[Extract to read Boundary: Start]

Pakistani Prime Minister Nawaz Sharif condemned the killing of prominent women’s rights activist Sabeen Mahmud in the port city of Karachi and ordered an investigation into the attack.
Gunmen on a motorcycle killed Mahmud late Friday, just hours after she held a forum on restive, southeastern Baluchistan Province, police said. Baluchistan is known as the home of a long-running insurgency in Pakistan, VoA reported.
While the investigators have declined to give details on the possible motive for the killing of Mahmud, friends and colleagues described her death as a targeted assassination.
Mahmud had become a Pakistani figurehead for humanism, love and tolerance. She had received death threats in the past, according to reports.

[Extract to read Boundary: End]
[Dataset content Boundary: Start]

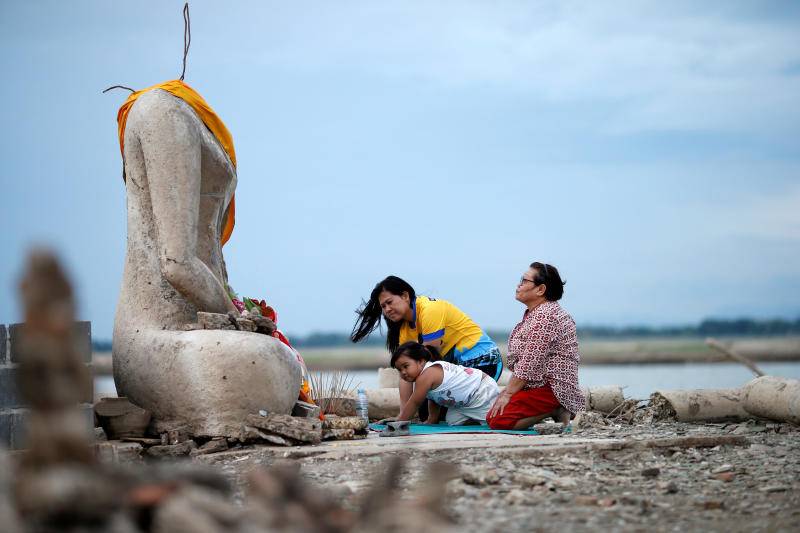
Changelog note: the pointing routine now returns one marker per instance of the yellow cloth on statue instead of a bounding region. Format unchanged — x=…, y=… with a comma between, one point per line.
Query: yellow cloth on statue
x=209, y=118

[Dataset content Boundary: End]
[Dataset content Boundary: Start]

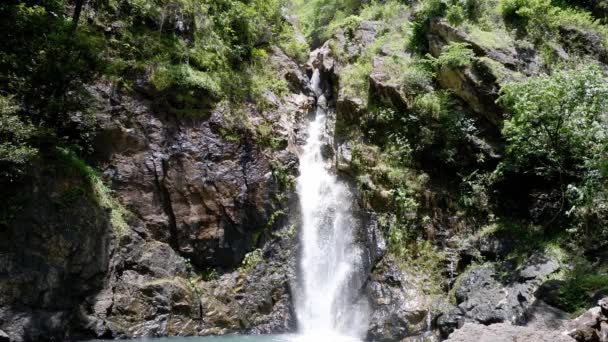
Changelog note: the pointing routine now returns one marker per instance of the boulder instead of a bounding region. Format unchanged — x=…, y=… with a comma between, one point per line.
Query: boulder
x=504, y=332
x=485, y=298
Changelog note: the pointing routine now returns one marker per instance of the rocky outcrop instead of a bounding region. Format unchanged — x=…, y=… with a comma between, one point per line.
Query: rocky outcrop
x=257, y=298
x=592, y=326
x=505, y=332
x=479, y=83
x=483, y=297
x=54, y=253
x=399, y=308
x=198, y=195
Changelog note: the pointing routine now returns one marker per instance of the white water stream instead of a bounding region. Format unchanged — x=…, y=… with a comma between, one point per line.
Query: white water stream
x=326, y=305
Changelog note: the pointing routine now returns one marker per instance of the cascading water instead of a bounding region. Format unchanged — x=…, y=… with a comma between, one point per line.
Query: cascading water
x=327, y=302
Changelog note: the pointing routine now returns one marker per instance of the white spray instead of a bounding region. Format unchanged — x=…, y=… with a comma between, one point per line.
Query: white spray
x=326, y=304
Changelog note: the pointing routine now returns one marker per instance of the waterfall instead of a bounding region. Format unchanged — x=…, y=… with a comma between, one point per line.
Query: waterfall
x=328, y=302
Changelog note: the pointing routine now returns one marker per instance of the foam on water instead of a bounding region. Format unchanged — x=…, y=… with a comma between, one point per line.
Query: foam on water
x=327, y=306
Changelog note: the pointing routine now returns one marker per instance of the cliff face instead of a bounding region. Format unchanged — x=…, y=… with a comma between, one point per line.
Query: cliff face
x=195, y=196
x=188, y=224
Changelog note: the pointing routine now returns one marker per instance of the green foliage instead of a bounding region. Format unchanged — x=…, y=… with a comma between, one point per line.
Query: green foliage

[Dataset content Boundary: End]
[Dataset content Boundary: Start]

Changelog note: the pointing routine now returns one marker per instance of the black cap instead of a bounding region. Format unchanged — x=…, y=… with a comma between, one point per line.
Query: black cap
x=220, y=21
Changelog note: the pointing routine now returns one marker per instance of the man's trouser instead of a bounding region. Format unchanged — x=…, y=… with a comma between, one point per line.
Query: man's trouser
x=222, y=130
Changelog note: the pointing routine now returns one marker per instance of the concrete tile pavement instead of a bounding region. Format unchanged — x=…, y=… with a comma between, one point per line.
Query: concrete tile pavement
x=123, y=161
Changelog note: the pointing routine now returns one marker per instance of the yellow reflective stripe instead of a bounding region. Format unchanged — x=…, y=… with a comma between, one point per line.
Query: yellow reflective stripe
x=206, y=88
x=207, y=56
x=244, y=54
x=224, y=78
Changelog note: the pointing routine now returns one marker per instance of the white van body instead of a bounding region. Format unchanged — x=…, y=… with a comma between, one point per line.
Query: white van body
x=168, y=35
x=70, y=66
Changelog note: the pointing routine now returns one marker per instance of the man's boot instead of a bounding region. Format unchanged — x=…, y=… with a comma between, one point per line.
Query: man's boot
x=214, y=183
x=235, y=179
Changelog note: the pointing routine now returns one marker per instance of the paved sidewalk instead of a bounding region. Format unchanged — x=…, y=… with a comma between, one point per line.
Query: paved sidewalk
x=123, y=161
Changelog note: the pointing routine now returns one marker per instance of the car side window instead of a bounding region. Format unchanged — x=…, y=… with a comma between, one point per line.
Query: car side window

[Dataset content Boundary: End]

* _Required actions_:
(a) Reproduce the stretch from "Gunmen on a" through "Pakistan, VoA reported." in the news report on Sabeen Mahmud's killing.
(b) Write the next part of the news report on Sabeen Mahmud's killing, picking up after its final sentence.

* _Written answers_:
(a)
Gunmen on a motorcycle killed Mahmud late Friday, just hours after she held a forum on restive, southeastern Baluchistan Province, police said. Baluchistan is known as the home of a long-running insurgency in Pakistan, VoA reported.

(b)
The Pakistani activist, who ran Karachi’s Second Floor cafe, known locally as T2F, and her mother, Mehnaz Mahmud, were on their way home from the cafe when they were attacked.
She died on her way to the hospital. Doctors said they extracted five bullets from her body. Her mother, who was also shot, remains in critical condition.
Earlier in the day, Mahmud had hosted an event at the cafe about rights abuses in Baluchistan, featuring two prominent Baluch rights activists, Abdul Qadeer Baluch and Farzana Baluch, among other speakers.